■ **EXERCISE**
Lines before the one containing "the white sky" are excluded. Repeat that line and every line after it, exactly.
● ● ● ● ●
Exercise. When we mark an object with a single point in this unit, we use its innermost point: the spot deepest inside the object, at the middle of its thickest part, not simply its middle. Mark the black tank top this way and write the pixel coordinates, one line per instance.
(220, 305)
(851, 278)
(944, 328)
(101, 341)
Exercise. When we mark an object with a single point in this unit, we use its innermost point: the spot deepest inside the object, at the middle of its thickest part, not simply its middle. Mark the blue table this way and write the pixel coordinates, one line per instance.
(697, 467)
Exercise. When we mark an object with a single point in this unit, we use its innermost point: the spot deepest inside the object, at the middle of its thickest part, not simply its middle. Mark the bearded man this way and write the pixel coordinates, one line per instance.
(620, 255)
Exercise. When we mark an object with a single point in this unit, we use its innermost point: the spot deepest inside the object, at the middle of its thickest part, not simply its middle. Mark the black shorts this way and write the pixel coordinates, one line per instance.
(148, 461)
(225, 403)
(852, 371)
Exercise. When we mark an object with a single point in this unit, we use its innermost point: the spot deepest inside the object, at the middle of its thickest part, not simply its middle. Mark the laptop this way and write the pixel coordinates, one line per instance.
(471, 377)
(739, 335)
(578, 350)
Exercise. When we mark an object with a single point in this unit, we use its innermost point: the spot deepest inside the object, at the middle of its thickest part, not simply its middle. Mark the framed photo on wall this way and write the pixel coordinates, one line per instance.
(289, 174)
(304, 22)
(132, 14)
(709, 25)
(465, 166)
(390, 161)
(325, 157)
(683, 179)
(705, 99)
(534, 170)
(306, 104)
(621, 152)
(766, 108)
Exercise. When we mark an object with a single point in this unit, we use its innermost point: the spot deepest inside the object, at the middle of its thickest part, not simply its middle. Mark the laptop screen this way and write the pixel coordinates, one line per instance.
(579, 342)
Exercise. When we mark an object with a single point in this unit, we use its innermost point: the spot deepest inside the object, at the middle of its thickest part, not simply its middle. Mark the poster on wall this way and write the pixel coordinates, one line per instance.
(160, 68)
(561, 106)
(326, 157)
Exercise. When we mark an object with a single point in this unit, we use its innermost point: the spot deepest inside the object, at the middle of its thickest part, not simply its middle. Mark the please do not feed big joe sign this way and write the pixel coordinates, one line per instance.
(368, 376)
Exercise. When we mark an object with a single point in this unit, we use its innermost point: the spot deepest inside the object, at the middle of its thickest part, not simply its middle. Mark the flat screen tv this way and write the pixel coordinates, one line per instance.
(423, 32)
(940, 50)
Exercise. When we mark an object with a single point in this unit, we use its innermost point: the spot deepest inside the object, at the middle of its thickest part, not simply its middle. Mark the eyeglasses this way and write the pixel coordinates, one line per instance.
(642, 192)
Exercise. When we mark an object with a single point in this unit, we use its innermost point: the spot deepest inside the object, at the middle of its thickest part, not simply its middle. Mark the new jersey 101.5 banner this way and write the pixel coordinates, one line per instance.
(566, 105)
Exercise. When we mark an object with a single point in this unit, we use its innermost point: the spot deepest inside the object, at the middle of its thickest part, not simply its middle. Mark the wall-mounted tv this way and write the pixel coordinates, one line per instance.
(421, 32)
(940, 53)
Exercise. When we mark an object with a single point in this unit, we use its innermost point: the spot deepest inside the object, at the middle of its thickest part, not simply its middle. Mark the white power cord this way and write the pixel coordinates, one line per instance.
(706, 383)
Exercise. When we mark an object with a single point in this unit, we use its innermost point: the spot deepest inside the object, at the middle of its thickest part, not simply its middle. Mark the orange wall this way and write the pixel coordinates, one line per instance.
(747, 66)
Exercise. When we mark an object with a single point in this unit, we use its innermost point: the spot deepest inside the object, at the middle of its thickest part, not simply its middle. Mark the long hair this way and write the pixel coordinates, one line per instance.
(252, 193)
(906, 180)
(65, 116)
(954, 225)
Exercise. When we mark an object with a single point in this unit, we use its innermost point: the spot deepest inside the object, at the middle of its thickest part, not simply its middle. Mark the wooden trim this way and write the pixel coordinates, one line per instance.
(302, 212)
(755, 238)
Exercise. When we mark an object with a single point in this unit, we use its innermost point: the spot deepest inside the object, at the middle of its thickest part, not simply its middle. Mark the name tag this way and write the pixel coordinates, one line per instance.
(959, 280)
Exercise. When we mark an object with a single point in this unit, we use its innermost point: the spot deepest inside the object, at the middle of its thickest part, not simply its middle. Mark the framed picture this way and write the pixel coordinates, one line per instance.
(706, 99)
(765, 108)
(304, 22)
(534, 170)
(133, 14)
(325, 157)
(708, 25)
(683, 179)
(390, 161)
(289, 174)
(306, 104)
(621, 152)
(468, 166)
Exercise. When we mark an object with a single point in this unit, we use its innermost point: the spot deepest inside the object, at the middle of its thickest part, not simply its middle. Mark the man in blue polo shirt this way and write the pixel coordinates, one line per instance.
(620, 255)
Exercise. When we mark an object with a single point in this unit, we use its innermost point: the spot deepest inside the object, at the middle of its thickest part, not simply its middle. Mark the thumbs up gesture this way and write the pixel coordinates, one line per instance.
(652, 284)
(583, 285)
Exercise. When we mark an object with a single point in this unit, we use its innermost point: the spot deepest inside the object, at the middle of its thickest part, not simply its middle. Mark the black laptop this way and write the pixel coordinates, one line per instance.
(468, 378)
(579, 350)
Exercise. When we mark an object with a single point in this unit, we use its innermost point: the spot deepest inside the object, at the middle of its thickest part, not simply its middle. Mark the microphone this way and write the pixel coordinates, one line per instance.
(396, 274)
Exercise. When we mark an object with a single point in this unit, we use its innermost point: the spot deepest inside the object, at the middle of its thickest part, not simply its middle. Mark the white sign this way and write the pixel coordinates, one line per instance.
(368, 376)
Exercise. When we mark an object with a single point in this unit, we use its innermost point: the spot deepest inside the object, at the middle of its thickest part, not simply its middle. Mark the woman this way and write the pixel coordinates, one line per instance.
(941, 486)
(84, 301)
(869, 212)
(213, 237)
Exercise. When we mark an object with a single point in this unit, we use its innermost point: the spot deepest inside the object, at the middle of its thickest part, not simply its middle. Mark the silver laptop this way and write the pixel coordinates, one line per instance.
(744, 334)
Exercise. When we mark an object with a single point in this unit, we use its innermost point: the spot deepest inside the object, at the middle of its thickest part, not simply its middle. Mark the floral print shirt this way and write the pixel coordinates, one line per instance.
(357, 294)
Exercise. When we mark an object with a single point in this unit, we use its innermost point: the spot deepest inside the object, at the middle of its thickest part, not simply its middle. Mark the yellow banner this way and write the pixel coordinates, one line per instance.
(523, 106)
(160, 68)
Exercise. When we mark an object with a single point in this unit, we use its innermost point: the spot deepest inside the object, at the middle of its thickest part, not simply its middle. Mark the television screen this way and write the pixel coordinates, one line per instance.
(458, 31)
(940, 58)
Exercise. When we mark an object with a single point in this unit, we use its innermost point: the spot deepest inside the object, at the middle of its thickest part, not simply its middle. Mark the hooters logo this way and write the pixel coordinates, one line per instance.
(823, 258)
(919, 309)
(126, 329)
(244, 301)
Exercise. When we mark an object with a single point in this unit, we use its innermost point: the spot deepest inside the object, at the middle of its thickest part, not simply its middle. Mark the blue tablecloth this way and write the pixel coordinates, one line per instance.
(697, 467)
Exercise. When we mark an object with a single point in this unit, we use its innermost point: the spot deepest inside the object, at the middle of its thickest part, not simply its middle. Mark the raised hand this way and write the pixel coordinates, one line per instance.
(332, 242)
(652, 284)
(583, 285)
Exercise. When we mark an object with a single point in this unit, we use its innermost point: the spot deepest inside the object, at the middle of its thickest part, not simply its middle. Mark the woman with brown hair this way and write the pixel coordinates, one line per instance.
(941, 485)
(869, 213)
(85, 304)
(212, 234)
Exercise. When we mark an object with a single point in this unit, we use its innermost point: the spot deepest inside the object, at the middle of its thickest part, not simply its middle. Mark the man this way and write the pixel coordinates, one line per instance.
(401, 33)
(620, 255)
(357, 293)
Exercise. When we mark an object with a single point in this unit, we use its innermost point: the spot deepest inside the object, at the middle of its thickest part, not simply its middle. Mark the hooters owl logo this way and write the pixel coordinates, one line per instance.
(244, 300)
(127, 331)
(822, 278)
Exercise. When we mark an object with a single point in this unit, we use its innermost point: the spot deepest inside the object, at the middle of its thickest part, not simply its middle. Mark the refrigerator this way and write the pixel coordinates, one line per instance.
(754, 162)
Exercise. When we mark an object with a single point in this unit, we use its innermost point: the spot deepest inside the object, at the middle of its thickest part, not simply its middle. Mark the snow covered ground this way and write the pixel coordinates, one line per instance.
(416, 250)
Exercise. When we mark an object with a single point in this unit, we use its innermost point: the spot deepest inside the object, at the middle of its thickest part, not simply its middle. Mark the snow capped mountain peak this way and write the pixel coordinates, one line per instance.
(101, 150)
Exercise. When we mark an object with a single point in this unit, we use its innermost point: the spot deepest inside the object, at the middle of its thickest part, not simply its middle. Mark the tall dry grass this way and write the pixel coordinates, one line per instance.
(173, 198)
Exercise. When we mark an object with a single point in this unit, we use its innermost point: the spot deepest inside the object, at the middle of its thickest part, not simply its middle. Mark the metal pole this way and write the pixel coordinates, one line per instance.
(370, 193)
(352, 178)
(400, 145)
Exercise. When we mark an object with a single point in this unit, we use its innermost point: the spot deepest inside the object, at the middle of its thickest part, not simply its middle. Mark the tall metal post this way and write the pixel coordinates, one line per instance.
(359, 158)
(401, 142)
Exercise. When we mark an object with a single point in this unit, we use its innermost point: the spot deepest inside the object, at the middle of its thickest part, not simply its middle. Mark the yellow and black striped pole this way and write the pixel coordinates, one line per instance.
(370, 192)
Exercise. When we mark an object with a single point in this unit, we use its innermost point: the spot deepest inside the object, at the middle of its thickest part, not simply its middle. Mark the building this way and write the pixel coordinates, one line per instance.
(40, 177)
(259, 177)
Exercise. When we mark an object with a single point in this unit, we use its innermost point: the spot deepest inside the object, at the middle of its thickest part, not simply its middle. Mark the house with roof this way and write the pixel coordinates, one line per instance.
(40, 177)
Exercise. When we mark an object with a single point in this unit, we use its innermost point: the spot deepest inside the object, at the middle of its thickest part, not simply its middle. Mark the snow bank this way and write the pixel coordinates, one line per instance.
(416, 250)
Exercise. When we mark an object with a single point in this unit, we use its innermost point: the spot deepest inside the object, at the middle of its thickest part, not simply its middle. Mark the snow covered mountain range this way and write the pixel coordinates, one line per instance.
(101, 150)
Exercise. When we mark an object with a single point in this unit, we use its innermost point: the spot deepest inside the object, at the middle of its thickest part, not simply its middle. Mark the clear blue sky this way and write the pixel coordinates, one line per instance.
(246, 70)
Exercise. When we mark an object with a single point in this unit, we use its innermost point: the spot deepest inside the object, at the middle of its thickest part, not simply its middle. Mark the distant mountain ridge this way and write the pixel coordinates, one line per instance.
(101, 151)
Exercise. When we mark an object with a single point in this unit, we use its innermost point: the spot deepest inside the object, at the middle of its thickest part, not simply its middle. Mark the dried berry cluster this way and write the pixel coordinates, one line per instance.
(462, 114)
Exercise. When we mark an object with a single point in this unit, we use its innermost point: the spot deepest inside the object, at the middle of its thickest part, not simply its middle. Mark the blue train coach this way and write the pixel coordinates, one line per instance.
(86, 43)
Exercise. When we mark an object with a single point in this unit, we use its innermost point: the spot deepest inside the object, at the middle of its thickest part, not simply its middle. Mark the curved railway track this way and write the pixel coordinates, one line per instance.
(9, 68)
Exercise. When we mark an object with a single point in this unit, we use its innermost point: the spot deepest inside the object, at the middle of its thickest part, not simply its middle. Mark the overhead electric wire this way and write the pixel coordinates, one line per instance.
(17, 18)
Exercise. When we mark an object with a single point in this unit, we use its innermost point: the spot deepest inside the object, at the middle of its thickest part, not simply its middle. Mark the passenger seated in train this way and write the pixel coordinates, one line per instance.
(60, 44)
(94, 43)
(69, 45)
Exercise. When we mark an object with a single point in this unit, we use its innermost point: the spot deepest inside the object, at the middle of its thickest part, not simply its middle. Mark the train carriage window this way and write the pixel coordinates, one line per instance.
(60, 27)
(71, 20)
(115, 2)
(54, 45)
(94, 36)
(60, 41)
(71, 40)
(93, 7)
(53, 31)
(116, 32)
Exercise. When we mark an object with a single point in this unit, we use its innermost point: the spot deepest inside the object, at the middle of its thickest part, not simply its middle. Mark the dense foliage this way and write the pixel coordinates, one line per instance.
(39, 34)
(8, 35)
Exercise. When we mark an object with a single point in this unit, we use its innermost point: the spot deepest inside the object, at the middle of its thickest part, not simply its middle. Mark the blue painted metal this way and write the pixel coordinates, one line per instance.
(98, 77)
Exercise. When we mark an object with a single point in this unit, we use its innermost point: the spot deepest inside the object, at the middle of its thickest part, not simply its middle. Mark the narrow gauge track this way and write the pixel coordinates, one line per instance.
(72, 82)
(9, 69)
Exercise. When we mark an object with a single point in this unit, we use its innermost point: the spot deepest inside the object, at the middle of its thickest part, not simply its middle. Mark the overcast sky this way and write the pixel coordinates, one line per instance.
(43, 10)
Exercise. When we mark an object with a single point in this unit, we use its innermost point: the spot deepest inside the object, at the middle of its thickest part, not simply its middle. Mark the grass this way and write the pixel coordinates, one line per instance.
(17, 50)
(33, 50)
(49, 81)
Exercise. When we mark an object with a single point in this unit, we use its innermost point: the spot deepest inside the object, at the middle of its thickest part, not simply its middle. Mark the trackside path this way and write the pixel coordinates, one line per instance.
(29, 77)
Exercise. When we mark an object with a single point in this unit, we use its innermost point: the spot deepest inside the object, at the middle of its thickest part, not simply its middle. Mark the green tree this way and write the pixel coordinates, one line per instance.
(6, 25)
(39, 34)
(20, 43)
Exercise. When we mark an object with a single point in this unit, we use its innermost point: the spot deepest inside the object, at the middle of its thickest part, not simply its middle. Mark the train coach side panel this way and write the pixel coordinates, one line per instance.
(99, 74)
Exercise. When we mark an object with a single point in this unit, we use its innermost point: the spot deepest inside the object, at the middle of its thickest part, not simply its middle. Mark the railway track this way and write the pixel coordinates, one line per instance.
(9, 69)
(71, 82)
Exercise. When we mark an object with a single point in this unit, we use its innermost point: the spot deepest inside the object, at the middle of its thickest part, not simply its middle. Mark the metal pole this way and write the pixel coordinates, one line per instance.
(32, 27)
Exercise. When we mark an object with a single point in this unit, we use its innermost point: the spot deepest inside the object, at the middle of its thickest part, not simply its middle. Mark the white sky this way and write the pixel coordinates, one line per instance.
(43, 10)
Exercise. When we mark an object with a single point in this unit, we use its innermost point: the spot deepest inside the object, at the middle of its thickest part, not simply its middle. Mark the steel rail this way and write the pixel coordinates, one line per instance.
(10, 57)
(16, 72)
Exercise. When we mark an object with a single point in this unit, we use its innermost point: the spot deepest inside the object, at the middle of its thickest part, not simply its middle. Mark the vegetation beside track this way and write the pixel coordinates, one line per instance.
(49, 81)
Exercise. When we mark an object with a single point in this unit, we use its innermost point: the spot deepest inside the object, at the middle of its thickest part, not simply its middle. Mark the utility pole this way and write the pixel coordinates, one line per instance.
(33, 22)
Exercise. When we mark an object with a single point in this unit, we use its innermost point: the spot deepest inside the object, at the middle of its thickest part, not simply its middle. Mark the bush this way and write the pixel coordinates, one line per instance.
● ● ● ● ●
■ **PROBLEM SOLUTION**
Exercise. When we mark an object with a single point in this unit, we use its innermost point: the spot deepest inside the object, at the middle of its thickest part, not simply its middle. Mark the white sky this way and write the pixel coordinates, one line per instance.
(43, 10)
Exercise. When we mark an object with a single point in this unit, we use its innermost point: the spot deepest inside the object, at the middle of its thickest part, not simply its middle. Mark the steel rail this way and write the pixel coordinates, one line per instance.
(10, 57)
(16, 72)
Exercise. When we mark an object with a single point in this unit, we use its innermost point: the spot deepest inside the object, at the middle of its thickest part, not simply its middle. Mark the vegetation beside track this way and write the pixel coordinates, one line per instance.
(49, 81)
Exercise. When we mark an object with a single point in this unit, we use its innermost point: the spot deepest inside the object, at the middle of its thickest part, not simply its middle. Mark the utility pole this way and write the pixel coordinates, one line per instance.
(33, 22)
Exercise. When we mark an object with a single point in this unit, we use its innermost point: the spot deepest inside the object, at the middle of its thickest part, not simply its middle. Mark the bush this way and write the pixel coordinates, one line per instance.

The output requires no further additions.